• **Exercise details**
Extend the homebrewing forum post about a first mash, picking up after its closing line.

* start Extract *

My first mash

The Homebrew Forum

Help Support The Homebrew Forum:

This site may earn a commission from merchant affiliate links, including eBay, Amazon, and others.

Alestar

Active Member
Joined
Apr 11, 2009
Messages
58
Reaction score
2
I've been homebrewing for a few years now, but yesterday was my first "real" attempt with mashing from scratch, rather than the "tinned extract and a few extra steeped goodies" approach that I have previously followed.

Running my figures through ProMash, I seem to have a mash efficiency (not brewhouse) of about 55%. I am aware of the dilemma between high mash efficiency and quality of output, but even so this sounds a little low to me. I was just wondering if anyone had any tips, or indeed if it is anything to be worried about!

My mash went something like this:

Mash tun - insulated "Cool Box" style.

Grain bill -
5kg Maris Otter;
1kg light crystal malt;
1kg wheat malt;
0.5kg Cara Red;
0.25kg Special B.

Water - no treatment, nothing fancy, just pure Durham tap!

I added 15 litres of water at 73 deg. C, for a mash temperature of 66 deg. C. After one hour I stirred the mash: temperature had dropped to 60 deg. C so I added 1.25 litres of boiling water to take the temperature back to 66 deg. C. After half an hour more, temperature had dropped to 61 deg. C and I collected the first wort, 7.5 litres at 1.083 SG.

I worried a little that the initial mash temperature may have been slightly low, so I decided to overcompensate for the second batch and added 10 litres of water at 76 deg. C, for a mash temperature of 70 deg. C. After a stir and half an hour waiting this had dropped to 63 deg. C and I collected the second running of wort, 10 litres at 1.048 SG.

Then to make up my boil volume of 30 litres, I sparged continuously (nothing fancy, a plate with holes in and jug of water job!) with 73 deg. C water for an additional 12.5 litres.

My total pre-boil volume of 30 litres was 1.045 SG (meaning the final sparging "averaged out" at about 1.020 SG by my rudimentary maths).

Just looking for any advice from old hands really. Should I worry about an efficiency of 55%? And if so, are there any "schoolboy blunders" immediately apparent from my method!

Cheers in advance for any help.

* end Extract *
* start Provided material *

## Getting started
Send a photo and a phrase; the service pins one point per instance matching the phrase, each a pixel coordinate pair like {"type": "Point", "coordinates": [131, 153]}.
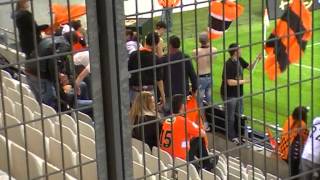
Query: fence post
{"type": "Point", "coordinates": [110, 88]}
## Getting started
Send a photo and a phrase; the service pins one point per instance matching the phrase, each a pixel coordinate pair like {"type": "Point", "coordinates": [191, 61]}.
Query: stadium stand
{"type": "Point", "coordinates": [22, 130]}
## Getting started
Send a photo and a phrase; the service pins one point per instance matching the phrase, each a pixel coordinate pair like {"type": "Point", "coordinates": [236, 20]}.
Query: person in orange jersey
{"type": "Point", "coordinates": [183, 138]}
{"type": "Point", "coordinates": [222, 13]}
{"type": "Point", "coordinates": [287, 42]}
{"type": "Point", "coordinates": [294, 136]}
{"type": "Point", "coordinates": [167, 13]}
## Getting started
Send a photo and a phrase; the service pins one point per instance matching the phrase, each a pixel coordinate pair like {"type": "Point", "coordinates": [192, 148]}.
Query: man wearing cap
{"type": "Point", "coordinates": [232, 87]}
{"type": "Point", "coordinates": [204, 57]}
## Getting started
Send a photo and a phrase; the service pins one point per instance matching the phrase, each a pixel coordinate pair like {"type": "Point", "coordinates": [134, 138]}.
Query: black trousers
{"type": "Point", "coordinates": [199, 150]}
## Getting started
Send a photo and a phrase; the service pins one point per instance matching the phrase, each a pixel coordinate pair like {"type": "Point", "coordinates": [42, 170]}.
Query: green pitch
{"type": "Point", "coordinates": [269, 102]}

* end Provided material *

• **Output of the task**
Hi Alestar

It's a nice feeling getting your first mash under your belt isn't it. :thumb:

55% mash efficiency seems a bit low - I would look at the temperature loss on the tun first you seem to be loosing far to much far too quickly - wrapping the coolbox in an old quilt works well, I wrap mine in a sleeping bag :grin:

I'm also a little unsure of your mash process - am I right in thinking you mashed, run off then mashed again?
 
I'm with Wez. I use a 'Thermos' cool box and over the course of 90 minutes lose little more than 1c, there's something wrong there. The total amount of insulation my coolbox gets is one cushion on the lid.
 
+2 for what Wez said. You shouldn't be losing that much temp that quickly. The mash relies on a constantly held temp to extract the required sugars. I too wrap mine up in a sleeping bag and i get -1C loss over a 90 min mash. I'd guess your low eff is due to the loss of temp during your mash period mate.
Good fun though isn't it? :thumb:
Well done for getting your first Ag brew under your belt-welcome to the dark side :clap:
 
Yep, it feels good to look at the fermentor in the corner of the living room and think: "I remember when all that was grain..." :P

I did kind of mash, run off, mash again, Wez, yes. To be precise I was planning to just batch sparge straight away, but when I saw the temperature drop in the first instance I thought: "It can't do any harm to leave it for another half hour with slightly hotter water before running off the second lot of wort." Making it up as I go along a bit!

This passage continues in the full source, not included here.